* [Given task 1]:
Answer these questions using the Marzuki Yahya profile:
(a) Who succeeded him as Deputy Minister of Foreign Affairs?
(b) In what place was he born?
(c) From which institution did he say he actually obtained his degree?

* [Excerpt provided]:
>> Begin

Deputy Minister of Foreign Affairs
- In office 17 July 2018 – 24 February 2020
- Monarchs: Muhammad V (2018–2019) Abdullah (2019–2020)
- Prime Minister: Mahathir Mohamad
- Minister: Saifuddin Abdullah
- Preceded by: Reezal Merican Naina Merican
- Succeeded by: Kamarudin Jaffar
- Constituency: Senator

Senator Appointed by the Yang di-Pertuan Agong
- In office 17 July 2018 – 16 July 2021
- Monarchs: Muhammad V (2018–2019) Abdullah (2019–2021)
- Prime Minister: Mahathir Mohamad (2018–2020) Muhyiddin Yassin (2020–2021)

1st Deputy President of the Homeland Fighters' Party
- In office 12 August 2020 – 16 January 2023
- President: Mukhriz Mahathir
- Chairman: Mahathir Mohamad
- Preceded by: Position established
- Succeeded by: Vacant

2nd Secretary-General of the Malaysian United Indigenous Party
- In office 27 September 2018 – 18 March 2020
- President: Muhyiddin Yassin
- Chairman: Mahathir Mohamad (2018–2020) Muhyiddin Yassin (Acting, 2020)
- Preceded by: Shahruddin Md Salleh
- Succeeded by: Hamzah Zainuddin

Personal details
- Born: Marzuki bin Haji Yahya 4 September 1970 (age 55) Yan, Kedah, Malaysia
- Citizenship: Malaysian
- Party: United Malays National Organisation (UMNO) (1998–2016) Malaysian United Indigenous Party (BERSATU) (2016–2020) Homeland Fighters Party (PEJUANG) (2020–2023) Parti Bumiputera Perkasa Malaysia (PUTRA) (since 2023)
- Other political affiliations: Barisan Nasional (BN) (1998–2016) Pakatan Harapan (PH) (2016–2020) Gerakan Tanah Air (GTA) (since 2022)
- Occupation: Politician

= Marzuki Yahya =

Malaysian politician

Marzuki bin Yahya (born 4 September 1970) is a Malaysian politician. He is a member of the Parti Bumiputera Perkasa Malaysia (PUTRA), a former member of the Homeland Fighters' Party (PEJUANG) and its Deputy President from August 2020 to his resignation in January 2023, and a former member of the Malaysian United Indigenous Party (BERSATU) and its Secretary-General from September 2018 to his termination from position in March 2020. He served as the Deputy Minister of Foreign Affairs in the Pakatan Harapan (PH) administration under former Prime Minister Mahathir Mohamad from July 2018 to the collapse of the PH administration in February 2020 and Senator from July 2018 to July 2021.

== Education ==
Marzuki had been accused of making a false claim that he holds a Bachelor of Business Administration from the University of Cambridge via distance learning. However, it was later revealed that the University of Cambridge does not offer any distance learning degree. He later clarified that he in fact obtained his degree from Cambridge International University, which is not affiliated or related to the University of Cambridge. Cambridge International University was reportedly a non-accredited institution and a diploma mill.

>> End

(Coordinate annotation entries)
>> Begin

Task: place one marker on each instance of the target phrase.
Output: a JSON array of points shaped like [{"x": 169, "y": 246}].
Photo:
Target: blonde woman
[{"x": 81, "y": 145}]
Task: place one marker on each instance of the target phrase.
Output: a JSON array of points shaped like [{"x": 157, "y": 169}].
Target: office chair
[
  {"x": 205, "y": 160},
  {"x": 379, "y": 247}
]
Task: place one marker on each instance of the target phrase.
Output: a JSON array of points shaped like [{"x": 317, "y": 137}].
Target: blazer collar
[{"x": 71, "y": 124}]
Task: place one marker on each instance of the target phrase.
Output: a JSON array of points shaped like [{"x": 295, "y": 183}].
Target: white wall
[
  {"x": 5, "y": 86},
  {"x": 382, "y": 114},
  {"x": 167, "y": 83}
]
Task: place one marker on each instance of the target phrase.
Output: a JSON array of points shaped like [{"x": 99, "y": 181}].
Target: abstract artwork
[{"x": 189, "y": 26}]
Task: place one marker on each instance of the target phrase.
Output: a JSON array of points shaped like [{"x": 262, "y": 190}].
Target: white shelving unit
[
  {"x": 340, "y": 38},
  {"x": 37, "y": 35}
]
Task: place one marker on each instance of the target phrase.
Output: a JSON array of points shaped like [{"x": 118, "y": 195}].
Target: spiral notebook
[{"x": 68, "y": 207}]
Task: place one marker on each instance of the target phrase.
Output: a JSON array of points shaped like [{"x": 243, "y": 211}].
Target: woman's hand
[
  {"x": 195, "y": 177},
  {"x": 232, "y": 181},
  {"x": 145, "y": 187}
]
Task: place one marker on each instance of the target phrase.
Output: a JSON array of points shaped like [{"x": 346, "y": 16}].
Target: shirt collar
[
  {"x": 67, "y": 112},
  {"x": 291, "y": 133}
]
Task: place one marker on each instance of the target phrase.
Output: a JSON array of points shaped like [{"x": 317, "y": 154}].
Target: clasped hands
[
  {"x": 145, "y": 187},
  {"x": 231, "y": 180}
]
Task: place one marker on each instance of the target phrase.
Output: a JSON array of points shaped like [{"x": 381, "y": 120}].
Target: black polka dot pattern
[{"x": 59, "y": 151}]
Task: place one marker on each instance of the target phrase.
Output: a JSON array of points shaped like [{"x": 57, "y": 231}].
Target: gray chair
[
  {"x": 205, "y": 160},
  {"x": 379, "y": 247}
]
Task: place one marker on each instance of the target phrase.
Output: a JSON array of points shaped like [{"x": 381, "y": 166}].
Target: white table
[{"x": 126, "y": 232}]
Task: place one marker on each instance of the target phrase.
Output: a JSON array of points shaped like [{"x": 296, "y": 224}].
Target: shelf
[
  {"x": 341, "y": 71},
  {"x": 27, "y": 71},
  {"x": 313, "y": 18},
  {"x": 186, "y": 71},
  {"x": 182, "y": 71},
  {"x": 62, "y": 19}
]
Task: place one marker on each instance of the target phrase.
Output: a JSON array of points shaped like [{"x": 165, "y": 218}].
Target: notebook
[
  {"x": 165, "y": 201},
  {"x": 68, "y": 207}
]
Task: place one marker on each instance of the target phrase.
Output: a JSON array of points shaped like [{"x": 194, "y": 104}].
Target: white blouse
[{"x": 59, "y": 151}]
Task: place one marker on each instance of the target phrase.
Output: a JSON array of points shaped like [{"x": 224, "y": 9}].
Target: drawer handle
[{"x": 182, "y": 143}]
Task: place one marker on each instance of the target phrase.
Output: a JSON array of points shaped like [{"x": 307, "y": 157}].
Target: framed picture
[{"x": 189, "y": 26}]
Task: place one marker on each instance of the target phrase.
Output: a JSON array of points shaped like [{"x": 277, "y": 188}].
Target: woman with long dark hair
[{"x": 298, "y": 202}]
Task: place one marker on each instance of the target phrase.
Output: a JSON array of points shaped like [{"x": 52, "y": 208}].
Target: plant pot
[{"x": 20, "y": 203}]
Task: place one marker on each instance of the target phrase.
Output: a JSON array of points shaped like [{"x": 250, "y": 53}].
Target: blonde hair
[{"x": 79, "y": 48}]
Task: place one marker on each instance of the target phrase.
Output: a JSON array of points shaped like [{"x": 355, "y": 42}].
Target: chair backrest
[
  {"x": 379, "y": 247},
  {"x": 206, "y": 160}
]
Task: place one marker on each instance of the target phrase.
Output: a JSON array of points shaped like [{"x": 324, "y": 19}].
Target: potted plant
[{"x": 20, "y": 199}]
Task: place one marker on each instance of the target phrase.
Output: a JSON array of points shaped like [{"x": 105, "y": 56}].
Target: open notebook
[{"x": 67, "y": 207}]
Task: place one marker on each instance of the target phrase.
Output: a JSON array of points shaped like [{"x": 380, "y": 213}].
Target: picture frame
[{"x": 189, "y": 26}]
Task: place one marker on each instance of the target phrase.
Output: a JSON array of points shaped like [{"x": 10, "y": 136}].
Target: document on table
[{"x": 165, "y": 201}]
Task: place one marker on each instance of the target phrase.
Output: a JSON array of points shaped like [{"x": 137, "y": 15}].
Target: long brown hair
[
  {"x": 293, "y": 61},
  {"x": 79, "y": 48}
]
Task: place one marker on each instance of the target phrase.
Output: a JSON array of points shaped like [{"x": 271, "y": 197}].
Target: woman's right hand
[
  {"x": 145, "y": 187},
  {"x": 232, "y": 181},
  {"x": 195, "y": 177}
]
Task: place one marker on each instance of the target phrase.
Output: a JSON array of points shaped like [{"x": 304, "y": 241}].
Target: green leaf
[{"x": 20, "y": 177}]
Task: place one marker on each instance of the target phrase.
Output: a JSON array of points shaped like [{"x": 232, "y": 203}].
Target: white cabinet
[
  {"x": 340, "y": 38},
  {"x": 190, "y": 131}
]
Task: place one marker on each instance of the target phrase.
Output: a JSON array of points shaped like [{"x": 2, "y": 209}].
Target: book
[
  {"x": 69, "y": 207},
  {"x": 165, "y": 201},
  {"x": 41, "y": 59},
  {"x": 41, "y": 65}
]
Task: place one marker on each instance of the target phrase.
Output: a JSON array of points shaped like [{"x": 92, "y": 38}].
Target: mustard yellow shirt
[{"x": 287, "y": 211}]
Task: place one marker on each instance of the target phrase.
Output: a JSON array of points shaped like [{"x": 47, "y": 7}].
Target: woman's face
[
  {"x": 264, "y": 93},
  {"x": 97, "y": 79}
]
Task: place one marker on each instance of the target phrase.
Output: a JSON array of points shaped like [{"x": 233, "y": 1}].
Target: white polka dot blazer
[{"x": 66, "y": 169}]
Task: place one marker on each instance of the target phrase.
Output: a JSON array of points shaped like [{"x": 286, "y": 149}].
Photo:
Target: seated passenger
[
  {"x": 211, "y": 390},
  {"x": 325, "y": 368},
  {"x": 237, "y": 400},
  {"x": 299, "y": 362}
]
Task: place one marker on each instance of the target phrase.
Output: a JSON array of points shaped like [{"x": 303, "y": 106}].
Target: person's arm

>> End

* [Given task 2]: Extract each line of the entries that contains the string "blonde". Case matters.

* [Correct answer 1]:
(a) Kamarudin Jaffar
(b) Yan, Kedah, Malaysia
(c) Cambridge International University

* [Correct answer 2]:
Target: blonde woman
Target: blonde hair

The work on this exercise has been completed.